### ASSIGNED TASK
Could you please repeat the data below word for word?

Referring expression data:
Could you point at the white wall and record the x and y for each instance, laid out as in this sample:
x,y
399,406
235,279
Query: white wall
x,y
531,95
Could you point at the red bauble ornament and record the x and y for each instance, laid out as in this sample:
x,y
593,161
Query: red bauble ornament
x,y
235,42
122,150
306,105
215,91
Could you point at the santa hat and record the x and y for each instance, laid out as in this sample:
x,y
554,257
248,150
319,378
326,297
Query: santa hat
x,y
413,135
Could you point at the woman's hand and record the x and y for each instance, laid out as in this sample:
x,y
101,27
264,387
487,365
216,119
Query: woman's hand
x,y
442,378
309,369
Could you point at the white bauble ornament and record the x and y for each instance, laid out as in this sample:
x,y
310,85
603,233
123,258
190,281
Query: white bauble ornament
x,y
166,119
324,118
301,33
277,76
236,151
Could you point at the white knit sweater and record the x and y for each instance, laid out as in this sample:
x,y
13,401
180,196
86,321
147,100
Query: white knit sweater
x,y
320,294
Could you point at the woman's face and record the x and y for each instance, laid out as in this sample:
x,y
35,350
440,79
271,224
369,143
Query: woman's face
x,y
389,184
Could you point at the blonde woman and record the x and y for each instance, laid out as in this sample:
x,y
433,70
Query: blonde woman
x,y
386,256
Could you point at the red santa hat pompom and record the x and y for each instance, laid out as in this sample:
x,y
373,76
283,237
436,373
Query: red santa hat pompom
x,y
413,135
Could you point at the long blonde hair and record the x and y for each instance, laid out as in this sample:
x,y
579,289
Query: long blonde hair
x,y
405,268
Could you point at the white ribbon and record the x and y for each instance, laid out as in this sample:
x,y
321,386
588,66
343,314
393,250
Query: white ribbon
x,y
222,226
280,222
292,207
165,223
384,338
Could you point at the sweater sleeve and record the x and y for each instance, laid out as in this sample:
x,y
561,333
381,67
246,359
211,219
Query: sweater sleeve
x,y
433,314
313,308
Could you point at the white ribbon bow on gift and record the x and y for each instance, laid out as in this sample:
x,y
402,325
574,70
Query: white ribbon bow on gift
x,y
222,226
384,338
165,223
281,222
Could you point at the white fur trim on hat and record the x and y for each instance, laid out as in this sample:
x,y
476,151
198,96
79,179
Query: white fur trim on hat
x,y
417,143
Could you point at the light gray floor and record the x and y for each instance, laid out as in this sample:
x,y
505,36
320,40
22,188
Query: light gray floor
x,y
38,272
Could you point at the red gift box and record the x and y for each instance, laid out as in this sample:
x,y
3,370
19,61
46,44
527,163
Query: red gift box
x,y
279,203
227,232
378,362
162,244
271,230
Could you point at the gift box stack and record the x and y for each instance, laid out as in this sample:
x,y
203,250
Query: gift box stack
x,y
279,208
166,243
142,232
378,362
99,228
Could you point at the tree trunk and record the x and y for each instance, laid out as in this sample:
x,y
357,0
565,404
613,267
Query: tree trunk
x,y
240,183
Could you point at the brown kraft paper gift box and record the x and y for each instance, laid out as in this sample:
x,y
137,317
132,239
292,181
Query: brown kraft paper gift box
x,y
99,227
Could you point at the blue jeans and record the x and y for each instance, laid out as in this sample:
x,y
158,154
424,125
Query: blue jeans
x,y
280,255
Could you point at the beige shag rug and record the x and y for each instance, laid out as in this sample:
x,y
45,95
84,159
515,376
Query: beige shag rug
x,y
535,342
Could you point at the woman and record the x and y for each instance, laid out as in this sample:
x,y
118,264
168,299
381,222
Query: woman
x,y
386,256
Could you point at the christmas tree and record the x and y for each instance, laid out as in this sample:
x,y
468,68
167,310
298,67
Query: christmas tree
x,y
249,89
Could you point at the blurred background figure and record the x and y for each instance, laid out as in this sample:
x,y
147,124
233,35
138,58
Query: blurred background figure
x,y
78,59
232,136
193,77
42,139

### WRITTEN RESPONSE
Could you point at the white wall and record the x and y for each instance, laid out as in this sample:
x,y
399,406
235,279
Query: white wall
x,y
531,95
Could you point at the red bauble ornament and record the x and y for each instance, laid out as in this sample:
x,y
593,161
Query: red bauble ornament
x,y
235,42
122,150
306,105
215,91
Could you point at the santa hat and record the x and y for each instance, laid out as in this sample:
x,y
554,257
248,150
319,378
326,297
Query: santa hat
x,y
413,135
Could you point at the woman's hand and record the x and y for each instance, laid out as in this sample:
x,y
101,27
264,387
487,365
216,119
Query: woman's hand
x,y
442,378
309,369
Could you point at the white bauble ornament and record the x and y for each instance, laid out as in this sample:
x,y
310,85
603,233
123,258
190,281
Query: white bauble ornament
x,y
166,119
324,118
301,33
277,76
236,151
Could you point at the white knit sweater and record the x and y for each instance, laid out as in this sample:
x,y
13,401
180,196
86,321
147,100
Query: white knit sweater
x,y
320,294
Could you point at the woman's face and record the x and y for each instance, laid out as in this sample:
x,y
35,350
440,79
271,224
369,143
Query: woman's face
x,y
389,184
Could you point at the blonde woman and record the x and y for each instance, laid out as in this sample:
x,y
433,70
Query: blonde woman
x,y
386,256
Could you point at the red santa hat pompom and record the x and y for each instance, laid out as in this sample:
x,y
373,76
283,237
436,373
Query: red santa hat pompom
x,y
413,135
Could you point at the long blonde hair and record the x and y for each instance, laid out as in this sample:
x,y
579,289
Query: long blonde hair
x,y
405,268
Could you point at the white ribbon and record the x and y for each instance, laid out as in this sample:
x,y
321,386
588,66
343,314
393,250
Query: white ribbon
x,y
222,226
280,222
292,207
165,223
384,338
Could you point at the sweater sleeve and record the x and y for each instance, laid out as in this sample:
x,y
561,333
381,67
246,359
211,219
Query: sweater sleeve
x,y
433,314
313,308
Could you point at the white ribbon bow on gift and record the x and y for each instance, laid out as in this sample:
x,y
402,325
574,70
Query: white ribbon bow on gift
x,y
222,226
384,338
165,223
281,222
Could you point at the white fur trim on hat and record the x and y for each instance, laid out as in this sample:
x,y
476,151
198,96
79,179
Query: white fur trim on hat
x,y
417,143
Could you point at the light gray floor and record the x and y for each instance, laid out as in this sample:
x,y
505,36
320,40
22,188
Query: light gray floor
x,y
38,272
Could you point at the red gift box and record the x and y for each instance, laid out as in this sample:
x,y
3,370
19,61
46,44
527,163
Query: red gift box
x,y
279,203
227,232
378,362
162,244
271,230
Could you point at the gift box stack and record the x and y for each instance, laid out as in this sample:
x,y
203,250
Query: gift box stack
x,y
279,208
166,243
142,232
378,362
99,228
Could you point at the tree trunk and record the x and y for each instance, laid out as in this sample:
x,y
357,0
565,404
613,267
Query: tree trunk
x,y
240,183
Could you point at the brown kraft paper gift box and record the x and y for each instance, laid out as in this sample:
x,y
137,317
132,239
292,181
Query: brown kraft paper gift box
x,y
99,227
Could you point at the blue jeans and record the x and y for each instance, laid out as in this sample:
x,y
158,154
424,125
Query: blue jeans
x,y
280,255
Could you point at the beige shag rug and record the x and y for each instance, laid out as in this sample:
x,y
45,95
84,159
515,376
Query: beige shag rug
x,y
535,342
Could you point at the woman and record the x and y for each instance, laid out as in this sample:
x,y
118,264
168,299
381,222
Query: woman
x,y
386,256
Could you point at the christmas tree and record the x and y for each instance, laid out as in this sample:
x,y
468,68
167,310
298,67
Query: christmas tree
x,y
249,89
Could you point at the blurred background figure and record the x and y for each instance, laid out as in this sample:
x,y
147,124
233,35
138,58
Query: blurred background figure
x,y
78,59
232,136
193,77
42,139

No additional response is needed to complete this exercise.